# [Available records]
* * * * * * * * *

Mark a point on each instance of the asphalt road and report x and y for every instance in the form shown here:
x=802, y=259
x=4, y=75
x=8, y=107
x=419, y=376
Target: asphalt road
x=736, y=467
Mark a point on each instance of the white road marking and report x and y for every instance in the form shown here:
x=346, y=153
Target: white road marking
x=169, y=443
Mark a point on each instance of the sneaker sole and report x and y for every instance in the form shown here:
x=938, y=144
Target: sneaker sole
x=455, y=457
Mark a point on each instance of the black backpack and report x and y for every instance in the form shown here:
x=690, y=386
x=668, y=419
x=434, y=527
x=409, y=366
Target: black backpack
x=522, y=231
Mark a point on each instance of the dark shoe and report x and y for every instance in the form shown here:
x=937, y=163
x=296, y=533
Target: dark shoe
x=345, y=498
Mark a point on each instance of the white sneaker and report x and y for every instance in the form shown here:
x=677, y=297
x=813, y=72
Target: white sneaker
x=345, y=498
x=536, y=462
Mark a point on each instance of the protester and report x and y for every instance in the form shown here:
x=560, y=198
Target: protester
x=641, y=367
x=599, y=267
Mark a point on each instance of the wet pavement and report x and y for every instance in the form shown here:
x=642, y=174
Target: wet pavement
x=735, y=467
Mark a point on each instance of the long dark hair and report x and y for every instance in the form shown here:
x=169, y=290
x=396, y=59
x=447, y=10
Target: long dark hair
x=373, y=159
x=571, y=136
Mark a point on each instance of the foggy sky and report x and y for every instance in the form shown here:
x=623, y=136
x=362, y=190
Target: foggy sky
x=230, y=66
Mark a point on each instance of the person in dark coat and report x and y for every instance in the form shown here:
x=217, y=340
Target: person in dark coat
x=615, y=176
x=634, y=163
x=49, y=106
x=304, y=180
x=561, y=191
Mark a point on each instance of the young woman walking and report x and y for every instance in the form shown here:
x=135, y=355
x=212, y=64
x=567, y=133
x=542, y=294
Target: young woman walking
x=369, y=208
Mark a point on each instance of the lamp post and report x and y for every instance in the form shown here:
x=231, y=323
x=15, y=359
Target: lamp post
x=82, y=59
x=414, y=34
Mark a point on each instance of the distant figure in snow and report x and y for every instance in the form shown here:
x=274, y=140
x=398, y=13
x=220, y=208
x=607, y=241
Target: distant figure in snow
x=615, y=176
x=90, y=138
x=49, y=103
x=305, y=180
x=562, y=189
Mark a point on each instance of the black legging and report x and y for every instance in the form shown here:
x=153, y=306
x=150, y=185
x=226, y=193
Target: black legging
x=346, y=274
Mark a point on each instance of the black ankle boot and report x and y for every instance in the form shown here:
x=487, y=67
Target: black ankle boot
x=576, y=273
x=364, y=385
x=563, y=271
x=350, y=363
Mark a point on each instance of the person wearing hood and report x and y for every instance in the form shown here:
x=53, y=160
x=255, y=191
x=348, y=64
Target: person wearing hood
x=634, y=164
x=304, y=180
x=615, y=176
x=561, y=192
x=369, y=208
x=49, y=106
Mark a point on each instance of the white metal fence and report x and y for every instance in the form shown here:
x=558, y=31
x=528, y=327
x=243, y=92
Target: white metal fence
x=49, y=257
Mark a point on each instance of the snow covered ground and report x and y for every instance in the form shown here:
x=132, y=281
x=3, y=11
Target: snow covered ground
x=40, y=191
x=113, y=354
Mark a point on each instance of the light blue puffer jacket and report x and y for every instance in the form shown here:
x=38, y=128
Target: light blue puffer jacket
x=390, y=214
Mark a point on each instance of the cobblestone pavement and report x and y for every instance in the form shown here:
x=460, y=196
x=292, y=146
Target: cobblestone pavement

* * * * * * * * *

Switch "lamp post" to "streetlight" in the entries. Begin at the line that has "Mark a point on each instance of the person in", stop after the line that has "x=414, y=34", and give back only those lines with nothing else changed.

Mark a point on each instance of the person in dark coat and report x and y for every instance in the form shown here:
x=217, y=340
Target: person in dark coat
x=615, y=176
x=634, y=163
x=49, y=106
x=304, y=180
x=561, y=191
Mark a point on each instance of the young woman walking and report x and y for every instance in the form shown here:
x=135, y=355
x=212, y=64
x=567, y=133
x=542, y=294
Target: young woman walking
x=369, y=208
Mark a point on each instance of the streetlight and report x and y for every instance in the form shown here:
x=231, y=323
x=15, y=359
Target: streetlight
x=82, y=59
x=414, y=34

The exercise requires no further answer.